#### Objective:
Rewrite the email about DoS attacks starting at "You're right that" and ending at "big one to me.", with "per-hop reassembly" changed to "hop-by-hop reassembly".

#### Given text:
You're right that there's always a need for DoS mitigation, but we
need to make the protocol immune from attacks when we can.  I believe
per-hop reassembly provides a way to eliminate one significant avenue
for DoS attacks, and there is a compatible optimization strategy for
those who wish to do a more complex implementation with associated DoS
mitigation.  Admittedly, there are still other attacks.  But with
static sized buffers, this seems to eliminate a big one to me.

Bruce



On Wed, Dec 17, 2008 at 2:14 PM, Narayanan, Vidya <[email protected]> wrote:
> I agree with Salman here.  I also agree with Ted in that introducing options 
> when it is really not needed is a bad thing.  I don't see the logic of 
> avoiding DoS attacks with hop-by-hop fragmentation and reassembly.  Nodes can 
> be subject to DoS attacks either way.  And, this won't be the first time we'd 
> be designing protocols that have to deal with state exhaustion attacks.
>
> I suggest we stick to keeping return path state and talk about DoS attack 
> mitigation strategies in the document.

#### Excerpted records:
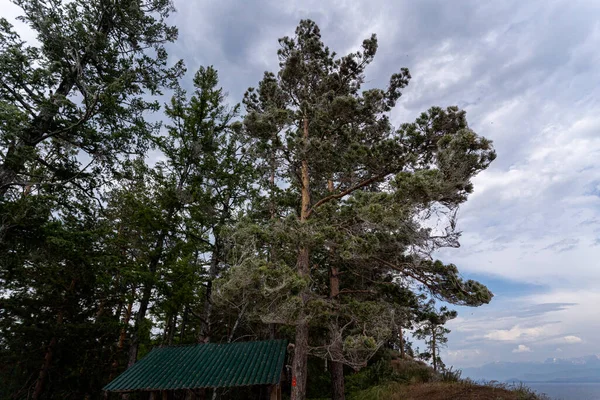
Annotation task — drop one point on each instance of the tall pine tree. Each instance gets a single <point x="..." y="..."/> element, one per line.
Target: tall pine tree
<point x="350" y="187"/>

---

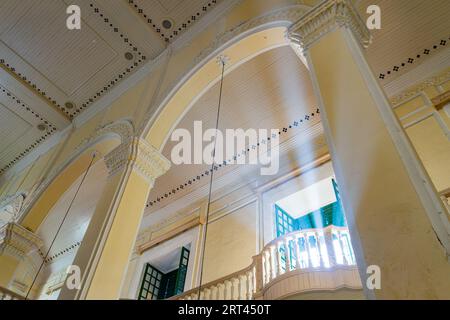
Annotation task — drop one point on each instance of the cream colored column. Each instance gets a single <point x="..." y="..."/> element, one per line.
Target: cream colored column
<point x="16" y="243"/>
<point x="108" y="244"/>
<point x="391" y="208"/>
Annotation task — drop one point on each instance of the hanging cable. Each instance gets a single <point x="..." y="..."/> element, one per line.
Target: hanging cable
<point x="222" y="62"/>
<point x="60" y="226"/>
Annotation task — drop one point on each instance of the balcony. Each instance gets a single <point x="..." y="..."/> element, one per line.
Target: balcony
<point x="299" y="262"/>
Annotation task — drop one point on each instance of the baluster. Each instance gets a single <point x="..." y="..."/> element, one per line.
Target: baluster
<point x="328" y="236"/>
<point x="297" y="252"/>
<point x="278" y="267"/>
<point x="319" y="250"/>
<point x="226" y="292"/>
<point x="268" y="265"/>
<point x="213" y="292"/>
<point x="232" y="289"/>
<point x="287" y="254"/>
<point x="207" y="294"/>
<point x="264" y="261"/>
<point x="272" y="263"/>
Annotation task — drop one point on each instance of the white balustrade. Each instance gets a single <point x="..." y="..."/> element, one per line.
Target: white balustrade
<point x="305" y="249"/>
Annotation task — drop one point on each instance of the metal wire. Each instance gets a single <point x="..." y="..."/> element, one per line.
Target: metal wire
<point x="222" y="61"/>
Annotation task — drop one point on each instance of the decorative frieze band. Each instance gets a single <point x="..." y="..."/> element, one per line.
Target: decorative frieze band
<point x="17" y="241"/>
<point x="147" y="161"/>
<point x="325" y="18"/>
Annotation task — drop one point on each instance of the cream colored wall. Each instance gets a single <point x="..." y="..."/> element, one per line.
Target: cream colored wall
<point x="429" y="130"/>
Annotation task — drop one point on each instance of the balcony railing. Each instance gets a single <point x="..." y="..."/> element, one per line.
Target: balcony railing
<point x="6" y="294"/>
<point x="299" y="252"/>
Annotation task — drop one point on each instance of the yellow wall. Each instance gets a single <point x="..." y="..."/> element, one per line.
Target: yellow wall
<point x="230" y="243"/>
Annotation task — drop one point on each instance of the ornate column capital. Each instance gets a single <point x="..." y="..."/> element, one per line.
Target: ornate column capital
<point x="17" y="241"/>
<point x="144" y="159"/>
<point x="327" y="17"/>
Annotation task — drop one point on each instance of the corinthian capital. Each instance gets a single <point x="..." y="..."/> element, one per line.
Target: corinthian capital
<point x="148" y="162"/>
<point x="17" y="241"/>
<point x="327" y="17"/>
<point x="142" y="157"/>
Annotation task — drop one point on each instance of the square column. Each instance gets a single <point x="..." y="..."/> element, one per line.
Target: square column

#### Exercise response:
You're right that there's always a need for DoS mitigation, but we
need to make the protocol immune from attacks when we can.  I believe
hop-by-hop reassembly provides a way to eliminate one significant avenue
for DoS attacks, and there is a compatible optimization strategy for
those who wish to do a more complex implementation with associated DoS
mitigation.  Admittedly, there are still other attacks.  But with
static sized buffers, this seems to eliminate a big one to me.